Mergeable Replicated Data Types

This topic is about the design of an execution & query model for Mergeable Replicated Data Types in a key-value store, as an additional model for mutable data in the system.

Design overview

Mutable data is an important building block for various parts of the system.
A key-value store of replicated data types would be an appropriate data model for e.g. various data structures for the network subsystem, such as the membership set of domains & topics, records associated with an identity in the distributed identity & name system, as well as applications such as Multi-Chat and storing user data that needs to be synced across multiple devices, etc.

Two main approaches to RDTs exist:

I propose Certified MRDTs as the research direction since they are simpler and more efficient, as execution requires less causal context, garbage collection is simpler, and have a more flexible programming model since it can be used with arbitrary data types and supports composition.

Extending our execution system with a new execution model for MRDTs enables a flexible and extensible programming model on replicated data types that allows application developers to define custom data types with custom merge functions according to applications needs.

MRDTs allow efficient local execution of transactions and local queries in many cases.
When the KV store data needs to be queried by nodes that do not execute the transactions themselves, authenticating the KV store state becomes necessary, by e.g. signatures by a quorum of validators periodically.

Research concerns/areas/questions:

  • Storing causal history
    The causal history is already provided by pub/sub topics and the mempool DAG that store a causal history of cryptographically authenticated operations in a DAG.
    Since transactions rely on a causal order, consensus on total order is not required.
  • Data model & data type definition
    • key-value store with MRDTs
    • data type definitions
      • purely functional data types
      • define/derive merge functions for types
      • OCaml implementation exists that can run as a MirageOS unikernel on the solo5 VM as a sanboxed linux process
      • Juvix implementation would be possible that integrates better with the rest of the system
  • Executing transactions on MRDTs
    • execute merge functions and read/write KV store
    • permission system that allows specifying what operations can be performed on what key by what identities
  • Querying MRDTs
  • Authenticated state & values
    • cryptographically authenticate a state snapshot and possibly individual values
2 Likes

Do I understand correctly (from skimming the papers) that MRDTs/CMRDTs require simply the ability to determine what they call the “lowest common ancestor” (which I understand to mean most recent common ancestor, given a causal history DAG), and this along with the two concurrent versions is sufficient to perform the merge, where the data structure and merge function must be constructed such that eventual consistency is guaranteed?

**Requirements:**
1) Quote the Mergeable Replicated Data Types text word for word, beginning at the words "Extending our execution" and ending after the words "operations in a DAG.".
2) Write the next part of the Mergeable Replicated Data Types thread, starting right after its final sentence.

**Data lines:**
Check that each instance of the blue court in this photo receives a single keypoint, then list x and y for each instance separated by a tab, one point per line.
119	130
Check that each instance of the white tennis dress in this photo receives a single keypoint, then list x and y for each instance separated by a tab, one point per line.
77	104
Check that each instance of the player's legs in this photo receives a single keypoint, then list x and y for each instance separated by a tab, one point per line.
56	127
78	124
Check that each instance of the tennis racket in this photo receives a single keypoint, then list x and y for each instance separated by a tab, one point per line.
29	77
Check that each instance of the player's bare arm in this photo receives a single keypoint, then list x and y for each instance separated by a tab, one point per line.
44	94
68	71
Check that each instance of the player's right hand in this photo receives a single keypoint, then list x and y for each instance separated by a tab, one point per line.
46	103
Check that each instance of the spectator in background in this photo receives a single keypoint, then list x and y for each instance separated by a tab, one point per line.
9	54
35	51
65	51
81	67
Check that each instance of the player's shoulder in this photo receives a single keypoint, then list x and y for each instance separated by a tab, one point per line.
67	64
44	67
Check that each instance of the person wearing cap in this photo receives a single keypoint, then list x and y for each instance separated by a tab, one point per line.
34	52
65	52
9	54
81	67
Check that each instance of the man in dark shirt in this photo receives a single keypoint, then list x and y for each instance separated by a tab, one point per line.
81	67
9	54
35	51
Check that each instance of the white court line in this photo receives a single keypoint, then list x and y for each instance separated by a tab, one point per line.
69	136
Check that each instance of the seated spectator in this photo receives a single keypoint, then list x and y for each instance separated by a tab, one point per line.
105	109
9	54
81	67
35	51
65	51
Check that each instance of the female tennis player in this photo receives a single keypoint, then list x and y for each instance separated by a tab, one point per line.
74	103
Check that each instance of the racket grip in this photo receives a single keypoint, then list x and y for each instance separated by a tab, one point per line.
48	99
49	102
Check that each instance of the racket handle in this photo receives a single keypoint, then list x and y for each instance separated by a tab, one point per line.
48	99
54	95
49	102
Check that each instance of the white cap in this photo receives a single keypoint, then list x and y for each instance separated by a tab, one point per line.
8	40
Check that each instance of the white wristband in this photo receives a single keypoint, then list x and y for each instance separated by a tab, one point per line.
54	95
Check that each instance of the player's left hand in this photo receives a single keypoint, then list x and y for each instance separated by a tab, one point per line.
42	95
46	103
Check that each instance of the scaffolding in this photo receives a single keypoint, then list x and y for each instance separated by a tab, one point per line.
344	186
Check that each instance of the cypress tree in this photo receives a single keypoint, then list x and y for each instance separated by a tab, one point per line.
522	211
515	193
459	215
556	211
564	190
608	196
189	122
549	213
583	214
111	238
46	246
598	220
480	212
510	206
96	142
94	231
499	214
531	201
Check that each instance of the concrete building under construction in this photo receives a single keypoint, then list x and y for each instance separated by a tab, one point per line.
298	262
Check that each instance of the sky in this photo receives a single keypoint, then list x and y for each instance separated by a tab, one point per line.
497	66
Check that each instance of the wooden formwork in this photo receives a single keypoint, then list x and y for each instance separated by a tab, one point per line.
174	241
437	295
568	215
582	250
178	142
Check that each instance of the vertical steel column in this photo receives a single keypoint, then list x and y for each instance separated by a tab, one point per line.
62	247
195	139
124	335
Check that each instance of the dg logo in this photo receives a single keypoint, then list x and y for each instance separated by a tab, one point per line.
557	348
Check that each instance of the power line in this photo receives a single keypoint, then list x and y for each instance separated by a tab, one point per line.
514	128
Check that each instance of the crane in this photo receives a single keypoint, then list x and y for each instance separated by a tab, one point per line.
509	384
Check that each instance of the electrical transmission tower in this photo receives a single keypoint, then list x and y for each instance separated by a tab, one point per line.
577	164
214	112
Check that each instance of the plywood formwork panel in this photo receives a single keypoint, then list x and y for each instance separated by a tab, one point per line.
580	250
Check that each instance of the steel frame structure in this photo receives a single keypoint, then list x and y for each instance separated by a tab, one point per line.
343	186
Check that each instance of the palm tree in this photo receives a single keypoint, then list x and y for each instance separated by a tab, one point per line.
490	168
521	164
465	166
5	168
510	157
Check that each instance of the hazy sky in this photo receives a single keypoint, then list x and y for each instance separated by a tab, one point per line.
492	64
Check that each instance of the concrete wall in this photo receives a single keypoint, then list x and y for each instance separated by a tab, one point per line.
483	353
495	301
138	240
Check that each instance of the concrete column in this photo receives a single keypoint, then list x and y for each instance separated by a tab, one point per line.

**Expected outputs:**
1)
Extending our execution system with a new execution model for MRDTs enables a flexible and extensible programming model on replicated data types that allows application developers to define custom data types with custom merge functions according to applications needs.

MRDTs allow efficient local execution of transactions and local queries in many cases.
When the KV store data needs to be queried by nodes that do not execute the transactions themselves, authenticating the KV store state becomes necessary, by e.g. signatures by a quorum of validators periodically.

Research concerns/areas/questions:

  • Storing causal history
    The causal history is already provided by pub/sub topics and the mempool DAG that store a causal history of cryptographically authenticated operations in a DAG.

2)
This is mostly a terminological note, but we should call these “MRDT transactions” or something to distinguish them from the RM transactions, which do require consensus on a total order.

What is this referring to – an implementation of what? Some MRDTs? Do you have a link?

Should/would this itself be a (certified) MRDT? Or is this outside the MRDT system (and if so, does making permission changes require a total order)?

As a note, I think we should try to integrate the causal-order system and the total-order system by periodically notarizing any relevant MRDT states to controllers. If we do this frequently and subsequent messages are required to reference it, this should guarantee a most recent common ancestor of bounded recency, which ensures that the MRDT states don’t get “too far away” (not in terms of being able to merge them, but in terms of user/application experience), and also that the amount of compute/bandwidth needed to compute the latest updates should be bounded (if you have a recent controller-attested snapshot). This is just an idea, but I think something like this should work.

Can you expand upon what you mean by “cryptographically authenticate” here? Are you thinking of zero-knowledge proofs of correct MRDT computation over a history of messages? Signatures? Something else?

Yes, that is the idea.